- _The problem_: Rewrite the lines from the line with "Scouting pass: put a marker on the blue" to the line with "[(801, 698)]", both included and requests kept, shifting every coordinate in the answers up by 12 and leaving the requests and their sample coordinates unchanged.

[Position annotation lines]
- - - - - - -
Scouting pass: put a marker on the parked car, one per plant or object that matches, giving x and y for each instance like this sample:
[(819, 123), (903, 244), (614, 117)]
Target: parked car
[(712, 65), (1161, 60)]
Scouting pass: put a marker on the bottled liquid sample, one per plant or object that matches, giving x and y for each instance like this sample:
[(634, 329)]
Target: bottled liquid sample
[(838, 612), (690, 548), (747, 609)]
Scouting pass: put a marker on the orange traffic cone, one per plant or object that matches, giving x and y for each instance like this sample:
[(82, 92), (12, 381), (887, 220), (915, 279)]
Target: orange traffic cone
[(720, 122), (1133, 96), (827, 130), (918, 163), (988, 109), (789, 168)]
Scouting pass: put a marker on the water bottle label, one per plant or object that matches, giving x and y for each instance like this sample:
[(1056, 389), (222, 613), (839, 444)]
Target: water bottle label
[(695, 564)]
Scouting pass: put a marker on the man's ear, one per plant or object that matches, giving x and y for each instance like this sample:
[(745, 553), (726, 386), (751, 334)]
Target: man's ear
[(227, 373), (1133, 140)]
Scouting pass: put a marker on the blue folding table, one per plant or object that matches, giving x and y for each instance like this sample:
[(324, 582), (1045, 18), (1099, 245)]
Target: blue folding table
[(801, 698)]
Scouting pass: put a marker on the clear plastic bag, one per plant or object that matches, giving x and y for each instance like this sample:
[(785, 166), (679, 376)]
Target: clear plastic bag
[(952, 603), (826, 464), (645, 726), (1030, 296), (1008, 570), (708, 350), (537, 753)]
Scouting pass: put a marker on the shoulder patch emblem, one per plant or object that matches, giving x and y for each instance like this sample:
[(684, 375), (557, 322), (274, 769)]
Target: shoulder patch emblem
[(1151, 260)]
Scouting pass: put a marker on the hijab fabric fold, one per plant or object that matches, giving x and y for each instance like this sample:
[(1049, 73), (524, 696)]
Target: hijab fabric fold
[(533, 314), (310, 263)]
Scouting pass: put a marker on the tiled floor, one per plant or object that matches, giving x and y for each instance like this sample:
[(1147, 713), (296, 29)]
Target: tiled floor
- - - - - - -
- _Completed exercise_:
Scouting pass: put a marker on the blue folding table, one per plant or object that matches, giving x and y for each instance like this sample:
[(324, 582), (1045, 18), (1099, 245)]
Target: blue folding table
[(813, 710)]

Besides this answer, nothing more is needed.